_Prompt_
Search term "alloy": please show all lines in the listing that contain it.

_Available data_
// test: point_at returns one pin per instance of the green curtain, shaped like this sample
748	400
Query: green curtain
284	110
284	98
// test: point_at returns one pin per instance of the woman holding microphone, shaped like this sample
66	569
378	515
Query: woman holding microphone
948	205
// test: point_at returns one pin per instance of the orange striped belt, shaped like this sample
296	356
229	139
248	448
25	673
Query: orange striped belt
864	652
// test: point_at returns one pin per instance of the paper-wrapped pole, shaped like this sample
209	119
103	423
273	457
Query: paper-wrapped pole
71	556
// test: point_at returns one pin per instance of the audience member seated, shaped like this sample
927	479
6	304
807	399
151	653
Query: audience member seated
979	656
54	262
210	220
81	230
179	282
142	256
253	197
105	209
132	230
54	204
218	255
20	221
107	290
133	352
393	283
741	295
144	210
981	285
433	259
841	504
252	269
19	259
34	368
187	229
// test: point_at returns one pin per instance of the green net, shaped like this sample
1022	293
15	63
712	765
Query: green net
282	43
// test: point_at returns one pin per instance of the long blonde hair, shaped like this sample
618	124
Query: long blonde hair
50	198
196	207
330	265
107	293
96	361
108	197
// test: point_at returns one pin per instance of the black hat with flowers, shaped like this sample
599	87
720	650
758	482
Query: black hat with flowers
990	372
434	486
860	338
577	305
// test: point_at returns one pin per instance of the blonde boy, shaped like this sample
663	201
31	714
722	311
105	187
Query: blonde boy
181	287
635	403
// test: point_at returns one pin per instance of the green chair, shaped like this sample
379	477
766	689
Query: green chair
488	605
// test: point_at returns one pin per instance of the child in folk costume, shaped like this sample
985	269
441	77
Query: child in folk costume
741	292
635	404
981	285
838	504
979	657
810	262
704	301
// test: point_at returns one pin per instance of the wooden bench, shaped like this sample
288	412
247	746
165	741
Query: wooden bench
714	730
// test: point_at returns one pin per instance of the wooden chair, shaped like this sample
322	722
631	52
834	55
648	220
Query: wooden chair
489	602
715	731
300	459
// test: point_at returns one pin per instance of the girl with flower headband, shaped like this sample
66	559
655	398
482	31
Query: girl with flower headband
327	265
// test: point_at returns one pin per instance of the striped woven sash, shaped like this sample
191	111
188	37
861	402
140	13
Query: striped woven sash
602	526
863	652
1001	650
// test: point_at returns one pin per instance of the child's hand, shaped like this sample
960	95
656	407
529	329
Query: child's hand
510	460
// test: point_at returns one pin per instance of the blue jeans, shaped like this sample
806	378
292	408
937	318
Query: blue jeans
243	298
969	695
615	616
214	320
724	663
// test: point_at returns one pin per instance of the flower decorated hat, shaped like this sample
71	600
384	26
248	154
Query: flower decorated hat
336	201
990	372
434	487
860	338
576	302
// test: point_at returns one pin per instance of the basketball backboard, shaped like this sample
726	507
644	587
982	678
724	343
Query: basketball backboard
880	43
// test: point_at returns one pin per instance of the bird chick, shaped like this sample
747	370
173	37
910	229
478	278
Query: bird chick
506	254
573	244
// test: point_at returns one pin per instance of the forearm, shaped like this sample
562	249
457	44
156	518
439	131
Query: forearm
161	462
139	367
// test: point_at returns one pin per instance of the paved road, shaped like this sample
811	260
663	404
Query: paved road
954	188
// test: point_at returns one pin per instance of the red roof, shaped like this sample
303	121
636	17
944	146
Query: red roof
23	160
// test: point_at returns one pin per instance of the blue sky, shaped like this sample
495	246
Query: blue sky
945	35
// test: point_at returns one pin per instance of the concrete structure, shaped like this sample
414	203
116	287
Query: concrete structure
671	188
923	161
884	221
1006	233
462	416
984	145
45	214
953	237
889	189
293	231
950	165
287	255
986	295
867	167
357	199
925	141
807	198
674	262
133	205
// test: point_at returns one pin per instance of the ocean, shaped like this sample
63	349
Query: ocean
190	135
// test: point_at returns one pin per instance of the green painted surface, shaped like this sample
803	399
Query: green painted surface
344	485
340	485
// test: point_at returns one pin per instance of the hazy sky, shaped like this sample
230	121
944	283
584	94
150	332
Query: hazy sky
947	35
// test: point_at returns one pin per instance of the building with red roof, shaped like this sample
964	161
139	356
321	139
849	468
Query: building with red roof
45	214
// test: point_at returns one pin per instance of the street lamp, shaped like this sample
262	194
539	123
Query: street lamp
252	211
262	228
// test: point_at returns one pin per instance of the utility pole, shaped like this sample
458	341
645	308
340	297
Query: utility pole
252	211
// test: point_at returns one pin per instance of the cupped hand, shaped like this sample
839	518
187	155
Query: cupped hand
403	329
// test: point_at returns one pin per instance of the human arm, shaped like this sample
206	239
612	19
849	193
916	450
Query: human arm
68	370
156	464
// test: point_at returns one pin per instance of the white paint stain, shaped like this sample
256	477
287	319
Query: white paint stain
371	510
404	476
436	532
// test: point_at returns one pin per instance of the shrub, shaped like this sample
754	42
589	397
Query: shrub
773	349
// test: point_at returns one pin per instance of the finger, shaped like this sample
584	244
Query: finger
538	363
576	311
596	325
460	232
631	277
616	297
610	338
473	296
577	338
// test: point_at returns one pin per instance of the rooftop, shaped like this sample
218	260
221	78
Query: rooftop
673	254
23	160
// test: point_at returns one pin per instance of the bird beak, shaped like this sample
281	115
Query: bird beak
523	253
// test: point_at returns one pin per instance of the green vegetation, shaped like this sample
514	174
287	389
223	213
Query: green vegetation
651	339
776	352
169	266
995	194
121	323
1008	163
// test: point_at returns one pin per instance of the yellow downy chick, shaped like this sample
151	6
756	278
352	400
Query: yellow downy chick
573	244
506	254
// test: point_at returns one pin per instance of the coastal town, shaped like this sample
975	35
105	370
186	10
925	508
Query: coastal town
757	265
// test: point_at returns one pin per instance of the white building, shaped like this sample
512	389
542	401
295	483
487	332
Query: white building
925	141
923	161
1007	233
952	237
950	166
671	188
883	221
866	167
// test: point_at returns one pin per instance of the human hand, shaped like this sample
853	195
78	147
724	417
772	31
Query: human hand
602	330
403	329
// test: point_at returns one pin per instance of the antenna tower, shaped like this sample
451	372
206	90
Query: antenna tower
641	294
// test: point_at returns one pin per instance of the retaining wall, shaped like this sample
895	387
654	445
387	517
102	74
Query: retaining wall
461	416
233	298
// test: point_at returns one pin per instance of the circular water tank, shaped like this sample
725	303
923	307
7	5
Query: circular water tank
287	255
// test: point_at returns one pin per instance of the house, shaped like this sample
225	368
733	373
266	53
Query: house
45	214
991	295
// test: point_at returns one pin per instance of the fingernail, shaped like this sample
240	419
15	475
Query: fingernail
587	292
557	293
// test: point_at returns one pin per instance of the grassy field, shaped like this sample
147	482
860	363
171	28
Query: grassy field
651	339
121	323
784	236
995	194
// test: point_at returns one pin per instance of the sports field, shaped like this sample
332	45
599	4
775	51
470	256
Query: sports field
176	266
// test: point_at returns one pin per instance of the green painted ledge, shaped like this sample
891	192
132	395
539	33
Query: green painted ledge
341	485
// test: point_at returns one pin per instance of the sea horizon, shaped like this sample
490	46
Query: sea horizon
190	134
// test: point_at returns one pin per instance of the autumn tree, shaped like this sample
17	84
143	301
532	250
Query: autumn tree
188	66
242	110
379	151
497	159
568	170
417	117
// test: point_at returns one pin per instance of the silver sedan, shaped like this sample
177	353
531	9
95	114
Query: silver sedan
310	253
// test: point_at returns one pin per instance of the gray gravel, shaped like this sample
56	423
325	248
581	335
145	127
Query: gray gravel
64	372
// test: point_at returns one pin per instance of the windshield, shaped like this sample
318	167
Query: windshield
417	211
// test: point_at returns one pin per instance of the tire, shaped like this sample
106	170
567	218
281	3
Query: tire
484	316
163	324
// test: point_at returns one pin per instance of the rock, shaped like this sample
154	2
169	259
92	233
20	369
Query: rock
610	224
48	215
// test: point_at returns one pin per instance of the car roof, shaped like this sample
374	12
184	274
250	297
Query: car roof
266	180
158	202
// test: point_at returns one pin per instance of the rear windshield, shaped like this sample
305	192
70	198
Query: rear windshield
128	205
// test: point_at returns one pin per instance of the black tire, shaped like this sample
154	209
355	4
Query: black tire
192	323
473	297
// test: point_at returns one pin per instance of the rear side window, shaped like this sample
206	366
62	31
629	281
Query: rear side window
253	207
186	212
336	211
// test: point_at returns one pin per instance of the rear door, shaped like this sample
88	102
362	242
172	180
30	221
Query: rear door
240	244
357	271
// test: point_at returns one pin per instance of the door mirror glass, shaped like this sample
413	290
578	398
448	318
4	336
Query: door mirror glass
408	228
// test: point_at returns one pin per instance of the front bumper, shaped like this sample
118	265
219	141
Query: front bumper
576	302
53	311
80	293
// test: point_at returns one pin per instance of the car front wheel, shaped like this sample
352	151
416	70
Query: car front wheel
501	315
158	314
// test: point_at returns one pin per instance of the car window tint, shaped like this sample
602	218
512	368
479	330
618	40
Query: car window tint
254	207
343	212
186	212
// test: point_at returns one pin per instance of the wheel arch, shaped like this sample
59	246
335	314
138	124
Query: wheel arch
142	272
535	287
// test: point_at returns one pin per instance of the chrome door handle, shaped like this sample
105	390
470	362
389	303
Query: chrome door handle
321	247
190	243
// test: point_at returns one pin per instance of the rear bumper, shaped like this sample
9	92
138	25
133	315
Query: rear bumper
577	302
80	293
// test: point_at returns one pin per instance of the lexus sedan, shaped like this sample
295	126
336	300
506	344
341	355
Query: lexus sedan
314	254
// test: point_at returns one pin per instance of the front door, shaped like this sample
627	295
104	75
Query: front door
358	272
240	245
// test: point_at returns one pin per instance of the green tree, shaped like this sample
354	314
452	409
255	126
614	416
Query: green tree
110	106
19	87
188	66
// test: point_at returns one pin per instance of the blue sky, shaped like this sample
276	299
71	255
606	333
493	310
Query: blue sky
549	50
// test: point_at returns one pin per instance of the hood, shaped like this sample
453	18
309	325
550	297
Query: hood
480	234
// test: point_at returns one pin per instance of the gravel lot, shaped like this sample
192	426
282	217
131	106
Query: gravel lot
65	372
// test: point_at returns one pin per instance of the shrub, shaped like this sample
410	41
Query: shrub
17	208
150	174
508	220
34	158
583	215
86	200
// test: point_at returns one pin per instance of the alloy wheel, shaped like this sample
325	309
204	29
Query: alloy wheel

_Task solution_
// test: point_at returns one pin per instance of the alloy wheel, shaped like this sample
Query: alloy wheel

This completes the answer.